- _Directions_
Turn all the items below into a two-column CSV with the headers "instruction" and "coordinates", giving one row per item with its text and its answer each in a single quoted field and line breaks replaced by spaces. Leave the pictures out of the CSV.

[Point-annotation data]
-.-.-
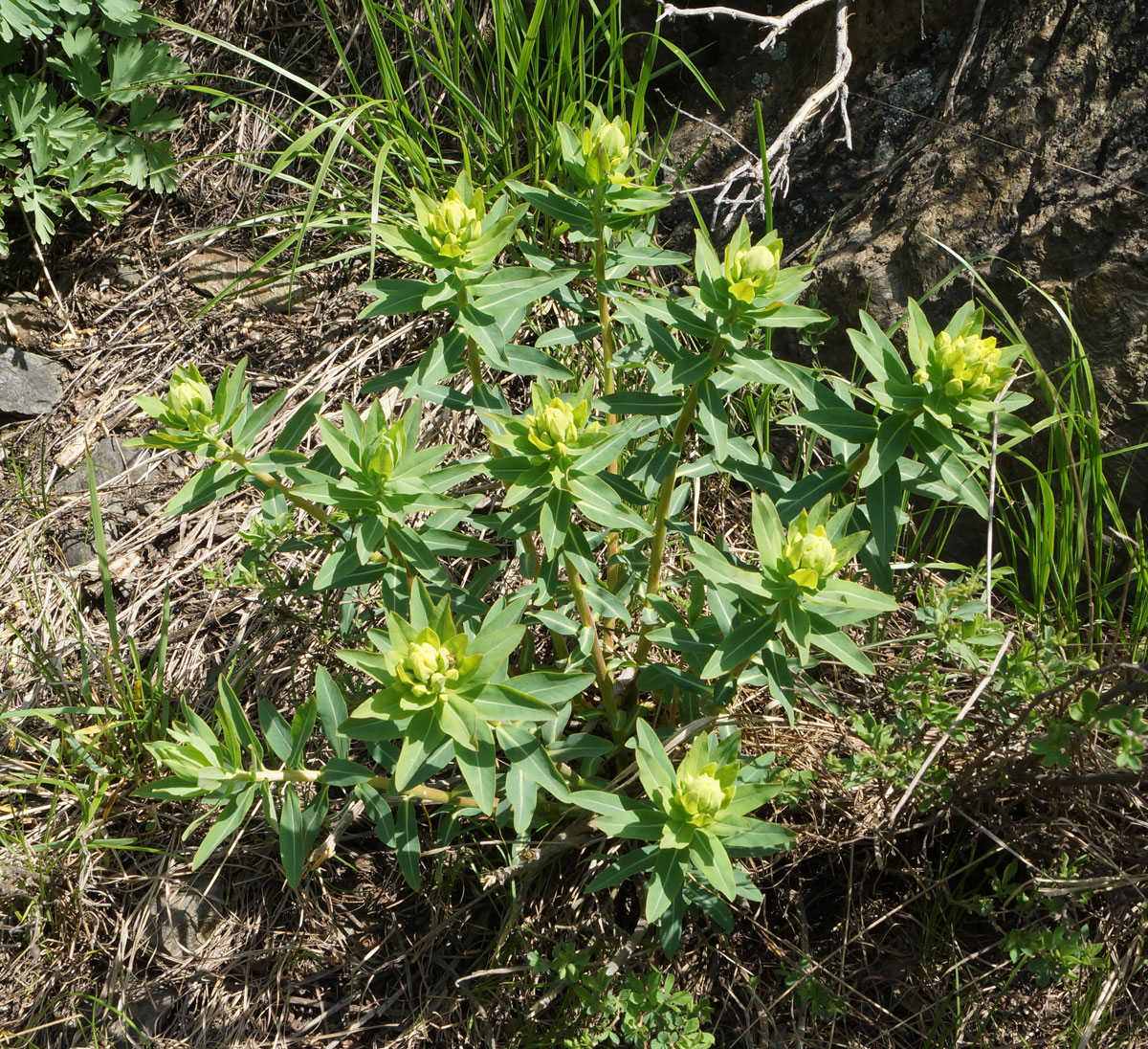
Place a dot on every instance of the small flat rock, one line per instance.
(183, 916)
(215, 271)
(29, 383)
(109, 458)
-.-.-
- _Written solution_
instruction,coordinates
"Place a dot on every instance of the small flat rock, one line per instance.","(183, 916) (215, 271) (29, 383) (109, 458)"